▶ _Document section_

NLP LLM Context Length Extension

Amanatullah
The Deep Hub
Published in
10 min readFeb 26, 2024
  • The increasing application of Large Language Models (LLMs) across sectors has highlighted a significant challenge: their predefined context lengths. This limitation impacts efficiency, especially when applications require the processing of extensive documents or large-scale conversations. While directly training LLMs on longer contexts is a potential solution, it is not always efficient and can be resource-intensive.
  • This article will discuss various methods aimed at enhancing the context length of LLMs.
  • Context length serves as a vital parameter determining the efficacy of LLMs. Achieving a context length of up to 100K is notable. The value of such an achievement, however, might be perceived differently with the progression of time and technology.
  • One primary use-case for LLMs is to analyze a large set of custom data, such as company-specific documents or problem-related texts, and to answer queries specific to this dataset, rather than the generalized training data.
  • Let’s take a look at existing Solutions to Address Context Length Limitations:
  • Summarization & Chained Prompts: Current approaches often involve the use of sophisticated summarization methods coupled with chained prompts.
  • Vector Databases: These are used to store embeddings of custom documents, which can then be queried based on similarity metrics.
  • Fine-Tuning with Custom Data: This method, while effective, is not universally accessible due to restrictions on certain commercial LLMs and complexities with open-source LLMs.
  • Customized LLMs: Developing smaller, data-centric LLMs is another solution, though it presents its own set of challenges.
  • Advantages of Extended Context Length:
  • An LLM with an expanded context length can offer more tailored and efficient interactions by processing user-specific data without the need for model recalibration. This on-the-fly learning approach, leveraging in-memory processing, has the potential to enhance accuracy, fluency, and creativity.
  • Analogy for Context: Similar to how computer RAM retains the operational context of software applications, an extended context length allows an LLM to maintain and process a broader scope of user data.
  • In this article, we aim to present a detailed examination of methods focused on increasing the context length, emphasizing their practical implications and benefits.

NTK-Aware Method

  • This method addresses the issue of extending the context window by considering the impact on the model’s ability to handle high-frequency components in the data.
  • In neural networks, especially those used in language processing, high-frequency components are crucial for capturing fine-grained details and nuances in the text.
  • The “NTK” in “NTK-Aware” refers to the Neural Tangent Kernel, a theoretical framework that describes how the output of a neural network changes in response to small changes in its parameters.
  • When extending the context window, the NTK-Aware method makes adjustments to the model to ensure it doesn’t lose its sensitivity to these high-frequency components. This could involve tweaking the weights or architecture of the network in a way that compensates for the potential loss of detail that could occur when processing longer sequences.

Dynamic NTK Method

  • While the NTK-Aware method makes static adjustments based on NTK theory, the Dynamic NTK method takes this a step further by making these adjustments adaptable to the length of the input sequence.
  • This means that the model doesn’t just have a fixed setting for extended contexts; instead, it dynamically alters its processing based on the actual length of the sequence it’s dealing with at any given moment.
  • For instance, if the model is handling a sequence close to its original training length, the adjustments might be minimal. But as the sequence length increases, the Dynamic NTK method scales the adjustments accordingly.

▶ _Data extract_

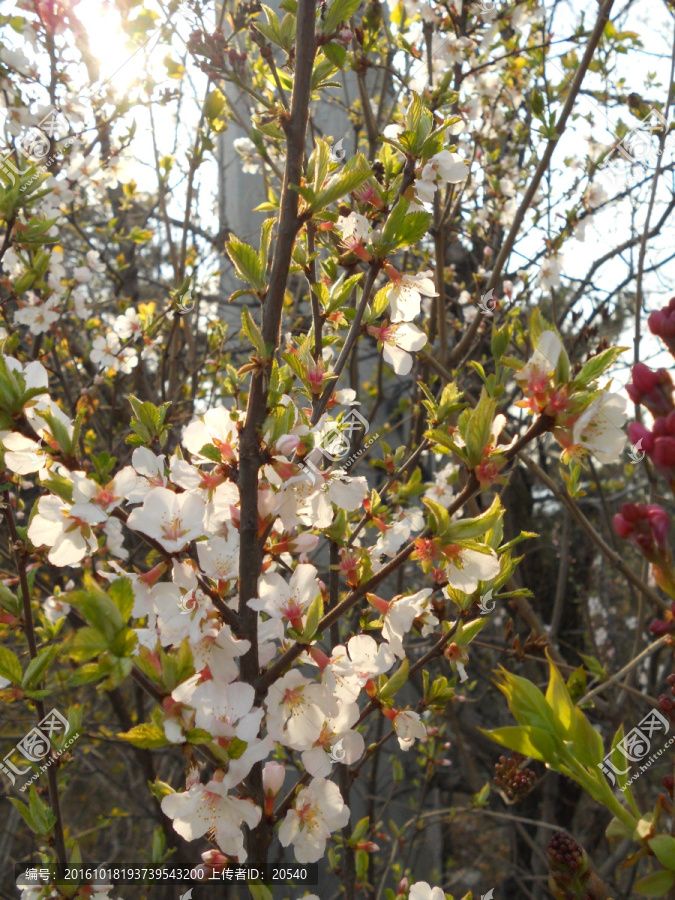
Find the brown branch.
[448,0,614,366]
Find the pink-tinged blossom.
[626,363,673,418]
[612,503,670,562]
[385,264,438,322]
[408,881,445,900]
[14,295,61,334]
[392,709,427,751]
[367,588,438,659]
[265,669,338,750]
[127,488,205,553]
[302,703,365,778]
[2,431,53,480]
[647,297,675,355]
[183,406,239,463]
[515,331,562,395]
[194,616,251,682]
[572,391,626,463]
[28,494,108,566]
[248,563,320,629]
[323,634,396,702]
[443,544,500,596]
[197,528,239,581]
[161,779,262,862]
[279,778,349,863]
[367,322,427,375]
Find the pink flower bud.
[626,363,673,417]
[263,760,286,797]
[275,434,300,456]
[647,297,675,353]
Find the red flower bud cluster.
[648,297,675,356]
[626,363,675,418]
[612,503,670,564]
[628,412,675,490]
[493,753,537,801]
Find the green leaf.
[302,594,323,644]
[28,784,56,834]
[572,707,604,777]
[634,870,675,897]
[64,576,124,643]
[7,800,40,834]
[108,578,134,622]
[647,834,675,869]
[478,725,557,764]
[377,659,410,700]
[530,88,544,119]
[185,728,213,744]
[455,616,488,647]
[0,584,21,616]
[460,389,497,468]
[225,238,266,293]
[69,625,108,662]
[497,668,555,735]
[546,656,576,740]
[148,778,176,803]
[117,722,169,750]
[444,496,504,541]
[321,0,361,35]
[574,347,628,385]
[312,170,371,212]
[422,497,450,536]
[204,88,227,122]
[241,306,267,359]
[378,197,431,251]
[21,644,61,691]
[0,647,23,684]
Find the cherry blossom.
[265,669,338,750]
[392,709,427,751]
[28,494,108,566]
[127,488,205,553]
[572,391,626,463]
[443,544,500,596]
[2,431,52,480]
[368,322,427,375]
[279,778,349,863]
[248,564,320,629]
[367,588,432,659]
[161,773,262,862]
[408,881,445,900]
[183,406,239,463]
[516,331,562,394]
[385,265,438,322]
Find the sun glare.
[77,0,151,94]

▶ _What you have to do_
Write out the article on LLM context length word for word, from "Amanatullah" to "can be resource-intensive.".

▶ _Result for this exercise_
Amanatullah
The Deep Hub
Published in
10 min readFeb 26, 2024
  • The increasing application of Large Language Models (LLMs) across sectors has highlighted a significant challenge: their predefined context lengths. This limitation impacts efficiency, especially when applications require the processing of extensive documents or large-scale conversations. While directly training LLMs on longer contexts is a potential solution, it is not always efficient and can be resource-intensive.